> _PROMPT_: Present the following entries again, word for word and in full.

[Opening THE DATA section]

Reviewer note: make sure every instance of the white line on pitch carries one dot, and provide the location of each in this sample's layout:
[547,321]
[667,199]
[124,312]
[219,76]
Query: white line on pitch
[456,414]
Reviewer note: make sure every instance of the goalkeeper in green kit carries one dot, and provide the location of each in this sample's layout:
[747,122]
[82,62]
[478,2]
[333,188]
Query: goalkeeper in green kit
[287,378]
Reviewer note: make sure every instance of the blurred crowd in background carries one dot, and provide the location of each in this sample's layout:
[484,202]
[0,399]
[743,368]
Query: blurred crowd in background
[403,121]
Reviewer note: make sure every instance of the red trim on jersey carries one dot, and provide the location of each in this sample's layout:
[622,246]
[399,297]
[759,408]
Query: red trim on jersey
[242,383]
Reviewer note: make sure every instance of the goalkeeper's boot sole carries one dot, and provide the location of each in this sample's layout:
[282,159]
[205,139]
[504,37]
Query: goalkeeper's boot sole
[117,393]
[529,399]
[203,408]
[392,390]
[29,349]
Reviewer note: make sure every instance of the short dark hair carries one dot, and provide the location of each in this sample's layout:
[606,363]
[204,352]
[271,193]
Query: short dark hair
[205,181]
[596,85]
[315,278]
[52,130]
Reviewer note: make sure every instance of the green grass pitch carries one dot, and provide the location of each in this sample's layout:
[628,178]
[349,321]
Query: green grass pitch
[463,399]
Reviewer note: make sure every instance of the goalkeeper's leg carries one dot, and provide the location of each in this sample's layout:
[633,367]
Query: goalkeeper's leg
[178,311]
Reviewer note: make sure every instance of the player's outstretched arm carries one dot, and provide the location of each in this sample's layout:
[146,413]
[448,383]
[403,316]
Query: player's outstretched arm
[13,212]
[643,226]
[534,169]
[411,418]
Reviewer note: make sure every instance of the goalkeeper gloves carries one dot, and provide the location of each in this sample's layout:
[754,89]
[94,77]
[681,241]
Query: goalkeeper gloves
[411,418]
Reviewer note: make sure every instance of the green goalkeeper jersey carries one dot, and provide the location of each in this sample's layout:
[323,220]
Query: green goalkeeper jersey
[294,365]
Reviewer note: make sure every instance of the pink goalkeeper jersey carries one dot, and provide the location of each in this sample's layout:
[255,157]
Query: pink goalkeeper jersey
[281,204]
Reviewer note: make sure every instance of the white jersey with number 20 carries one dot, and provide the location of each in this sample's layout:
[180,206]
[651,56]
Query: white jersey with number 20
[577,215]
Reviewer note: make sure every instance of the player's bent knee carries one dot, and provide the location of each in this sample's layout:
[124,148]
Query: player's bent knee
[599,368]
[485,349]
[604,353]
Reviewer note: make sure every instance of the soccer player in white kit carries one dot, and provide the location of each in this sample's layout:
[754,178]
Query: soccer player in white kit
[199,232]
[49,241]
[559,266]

[Closing THE DATA section]

> _WRITTEN ANSWER_:
Reviewer note: make sure every instance of the white line on pitch carries one dot, and provide the location of each in this sample's layout:
[547,321]
[667,199]
[124,312]
[219,76]
Query: white line on pitch
[456,414]
Reviewer note: make sure every instance of the goalkeeper in green kit carries one dot, and provide the location of each in this sample's layout:
[747,122]
[82,62]
[478,2]
[333,188]
Query: goalkeeper in green kit
[287,378]
Reviewer note: make sure every instance of the blurred crowd in background carries one dot, and provide the location of each in this sample's layout:
[484,202]
[0,399]
[743,368]
Query: blurred crowd in background
[403,121]
Reviewer note: make sure every instance of the red trim on jersey carries one dot, and provide the location of each in this sample's layout:
[622,246]
[399,297]
[759,408]
Query: red trim on jersey
[242,383]
Reviewer note: make sure every instance of the goalkeeper's boot sole carries one dot, and provide the location of each in this sample's layout:
[282,159]
[205,139]
[504,37]
Query: goalkeeper's boot sole
[117,393]
[529,399]
[203,408]
[392,390]
[29,349]
Reviewer note: make sure every instance of the short dark hair carries one dot, and provide the location of each in this sample's layout:
[606,363]
[204,352]
[271,193]
Query: short dark hair
[205,181]
[596,85]
[315,278]
[52,130]
Reviewer note: make sure every instance of the green grass pitch carries one dot, and provide the location of each in this sample's layout:
[628,178]
[349,321]
Query: green grass pitch
[463,399]
Reviewer note: make sure every instance of the goalkeeper's leg carries one dot, and provide the location of each in this sample's layout:
[633,367]
Query: goalkeeper's leg
[178,311]
Reviewer note: make sure every instance of the player's outstretched arm carries one dot, and provide the location of each in this sample's layout:
[146,413]
[448,383]
[403,316]
Query: player's outstretched arm
[13,212]
[643,226]
[534,169]
[411,418]
Reviewer note: make sure every instance of the goalkeeper gloves carries one dot, and provide the location of each in this sample's layout:
[754,89]
[94,77]
[681,241]
Query: goalkeeper gloves
[411,418]
Reviewer note: make sure every instance of the green goalkeeper jersey carries one dot, and provide the location of each in this sample's layout:
[323,220]
Query: green goalkeeper jersey
[294,365]
Reviewer note: make sure every instance of the pink goalkeeper jersey carries one dot, and provide the location of each in this sample's layout:
[255,157]
Query: pink goalkeeper jersey
[281,204]
Reviewer note: make sure every instance of the white jersey with number 20 carries one dot, and provide the location of each in this sample's layout:
[180,206]
[651,56]
Query: white jersey with number 20
[577,215]
Reviewer note: make sure every instance of the player's bent knee carries one dot, and provide the location of each in this sample's layout:
[124,148]
Query: player's bent knee
[599,368]
[485,349]
[604,353]
Reviewer note: make sure every instance of the soccer player in white kit carries one dot, and provide the location of each in this sample's layout:
[754,178]
Query: soccer player in white kit
[199,232]
[49,241]
[559,266]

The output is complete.